# Set exercise
All the data must come back unchanged, except that pictures are left out.

start

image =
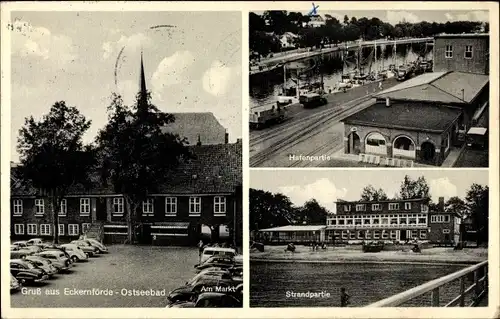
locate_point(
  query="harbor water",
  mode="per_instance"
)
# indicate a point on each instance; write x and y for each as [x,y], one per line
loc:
[265,87]
[272,283]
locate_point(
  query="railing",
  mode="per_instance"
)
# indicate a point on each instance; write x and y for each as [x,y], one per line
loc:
[479,288]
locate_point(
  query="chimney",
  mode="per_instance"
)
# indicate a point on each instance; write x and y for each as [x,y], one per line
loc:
[441,204]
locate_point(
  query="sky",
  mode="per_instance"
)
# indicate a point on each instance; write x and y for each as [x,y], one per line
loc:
[394,17]
[192,63]
[328,186]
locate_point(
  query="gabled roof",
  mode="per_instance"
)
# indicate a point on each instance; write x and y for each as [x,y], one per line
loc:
[443,87]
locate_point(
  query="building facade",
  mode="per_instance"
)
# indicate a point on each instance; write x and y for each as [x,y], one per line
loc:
[461,52]
[193,197]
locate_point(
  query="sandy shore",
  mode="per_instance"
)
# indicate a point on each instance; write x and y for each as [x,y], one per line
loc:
[354,254]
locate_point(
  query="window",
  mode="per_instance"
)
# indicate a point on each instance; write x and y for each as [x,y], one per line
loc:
[73,230]
[170,206]
[39,207]
[19,229]
[393,206]
[18,207]
[468,52]
[219,206]
[148,207]
[423,234]
[61,229]
[45,229]
[194,206]
[32,229]
[85,227]
[448,52]
[63,209]
[84,206]
[118,206]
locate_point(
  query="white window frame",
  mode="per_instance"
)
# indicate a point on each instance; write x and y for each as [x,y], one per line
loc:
[148,207]
[63,208]
[39,207]
[32,229]
[17,206]
[360,207]
[120,203]
[219,206]
[393,206]
[19,229]
[448,51]
[45,229]
[471,51]
[85,206]
[85,227]
[72,228]
[195,206]
[170,204]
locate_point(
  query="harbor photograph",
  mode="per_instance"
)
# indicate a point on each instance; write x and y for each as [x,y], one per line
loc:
[386,238]
[373,88]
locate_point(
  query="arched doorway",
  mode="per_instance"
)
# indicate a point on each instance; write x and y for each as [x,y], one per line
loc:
[428,151]
[353,145]
[375,144]
[403,146]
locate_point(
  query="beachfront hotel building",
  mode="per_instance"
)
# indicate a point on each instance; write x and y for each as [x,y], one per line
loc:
[390,220]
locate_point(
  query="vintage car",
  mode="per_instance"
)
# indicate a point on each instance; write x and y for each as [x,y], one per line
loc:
[58,259]
[43,263]
[76,253]
[210,300]
[85,247]
[26,272]
[14,284]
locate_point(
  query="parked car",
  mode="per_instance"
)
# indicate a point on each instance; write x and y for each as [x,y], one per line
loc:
[25,272]
[217,251]
[43,263]
[14,284]
[75,252]
[94,242]
[58,259]
[210,300]
[86,247]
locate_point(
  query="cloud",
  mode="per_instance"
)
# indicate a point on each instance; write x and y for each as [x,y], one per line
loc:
[217,78]
[323,190]
[469,16]
[39,42]
[171,70]
[395,17]
[131,43]
[442,187]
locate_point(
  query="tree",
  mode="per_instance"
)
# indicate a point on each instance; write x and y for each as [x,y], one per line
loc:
[371,194]
[53,157]
[413,189]
[270,210]
[477,200]
[137,155]
[312,213]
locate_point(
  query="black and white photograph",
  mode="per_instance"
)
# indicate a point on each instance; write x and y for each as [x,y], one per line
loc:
[369,238]
[369,88]
[126,159]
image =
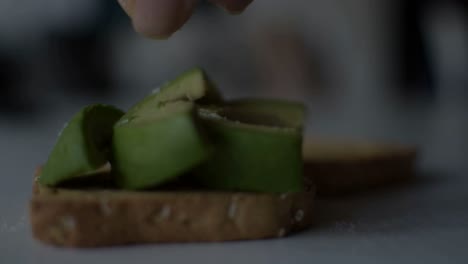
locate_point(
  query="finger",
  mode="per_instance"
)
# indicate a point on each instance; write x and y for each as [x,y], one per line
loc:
[159,18]
[127,6]
[232,6]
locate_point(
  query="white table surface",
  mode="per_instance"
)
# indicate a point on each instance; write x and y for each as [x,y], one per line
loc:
[425,222]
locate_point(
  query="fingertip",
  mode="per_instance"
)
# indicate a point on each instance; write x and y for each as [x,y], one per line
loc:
[159,19]
[233,7]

end

# Finished task
image =
locate_point(
  query="harbor water",
  mode="per_instance"
)
# indicate a point on each instance; write x and y for each as [x,y], one per line
loc:
[265,87]
[272,283]
locate_point(
  query="railing",
  mode="per_instance"
)
# indicate a point on each instance; write x and y for each as [x,y], one per line
loc:
[479,288]
locate_point(
  query="chimney",
  mode="per_instance"
)
# indicate a point on each instance; write x and y for each as [x,y], one per line
loc:
[441,204]
locate_point(
  query="sky",
  mode="per_instance"
)
# indicate a point on each instance; write x and y for each as [x,y], one per line
loc:
[394,17]
[192,63]
[328,186]
locate_point(
  query="gabled roof",
  mode="per_instance"
)
# indicate a point on each instance; write x and y for each as [x,y], one per line
loc:
[443,87]
locate_point(
  query="building facade",
  mode="per_instance"
)
# indicate a point on each instance; write x and y for each as [x,y], one per line
loc:
[461,52]
[193,197]
locate_point(
  query="sandy shore",
  mode="per_instance"
)
# indicate a point on each instance; write x and y for each as [x,y], one per line
loc:
[354,254]
locate_point(
  query="window",
  mode="per_instance"
)
# indicate a point on each instance; write x and y for each as [x,y], one per line
loc:
[73,230]
[170,206]
[39,207]
[19,229]
[393,206]
[18,207]
[468,52]
[219,206]
[148,207]
[423,234]
[61,229]
[45,229]
[194,206]
[32,229]
[85,227]
[448,52]
[63,209]
[84,206]
[118,206]
locate_point(
  query="white window frame",
  mode="per_instance"
)
# indicate a point on each instance; write x and y for each as [x,y], one per line
loc:
[148,207]
[63,208]
[39,207]
[32,229]
[17,206]
[360,207]
[120,203]
[219,206]
[393,206]
[19,229]
[448,51]
[45,229]
[471,51]
[85,206]
[85,227]
[72,228]
[195,206]
[170,204]
locate_point(
  query="harbor photograph",
  mode="per_instance"
)
# indicate a point on each instance; write x and y for each as [x,y], one per line
loc:
[386,238]
[373,88]
locate_point(
  query="arched doorway",
  mode="per_instance"
)
# indicate a point on each instance; write x and y for each as [x,y], one per line
loc:
[428,151]
[353,145]
[375,144]
[403,146]
locate_point(
  query="beachfront hotel building",
  mode="per_instance"
)
# indicate a point on each instance; write x and y for each as [x,y], one per line
loc:
[390,220]
locate_point(
  query="vintage car",
  mode="per_instance"
)
# indicate a point on each instance; write x and y for each as [x,y], one per line
loc:
[58,259]
[43,263]
[76,253]
[210,300]
[85,247]
[26,272]
[14,284]
locate_point(
  query="parked car",
  mode="per_instance"
)
# indicate a point on each instance; write x and y for each as [x,y], one per line
loc:
[25,272]
[217,251]
[43,263]
[14,284]
[75,252]
[94,242]
[58,259]
[210,300]
[86,247]
locate_point(
  query="cloud",
  mode="per_instance"
)
# indicate a point on each instance; write x and y for each as [x,y], one per line
loc:
[217,78]
[323,190]
[469,16]
[39,42]
[171,70]
[395,17]
[131,43]
[442,187]
locate_point(
  query="tree",
  mode="per_instance"
)
# indicate a point on each instance; write x and y for each as [x,y], one per line
loc:
[371,194]
[53,157]
[413,189]
[270,210]
[477,200]
[137,155]
[312,213]
locate_point(
  query="black and white photograph",
  mode="per_instance"
)
# indicate a point on each instance; write x and y for each as [x,y], one per line
loc:
[369,238]
[369,88]
[126,159]
image =
locate_point(
  query="finger",
  mode="per_instance"
)
# indicate a point on each instance; write x and y for each as [x,y], one per line
loc:
[159,18]
[127,6]
[232,6]
locate_point(
  query="white table surface",
  mode="per_instance"
)
# indicate a point on each instance; write x and y for each as [x,y], one per line
loc:
[425,222]
locate_point(
  query="fingertip",
  mode="per_instance"
)
# indicate a point on each instance; write x and y for each as [x,y], one per line
loc:
[159,19]
[233,7]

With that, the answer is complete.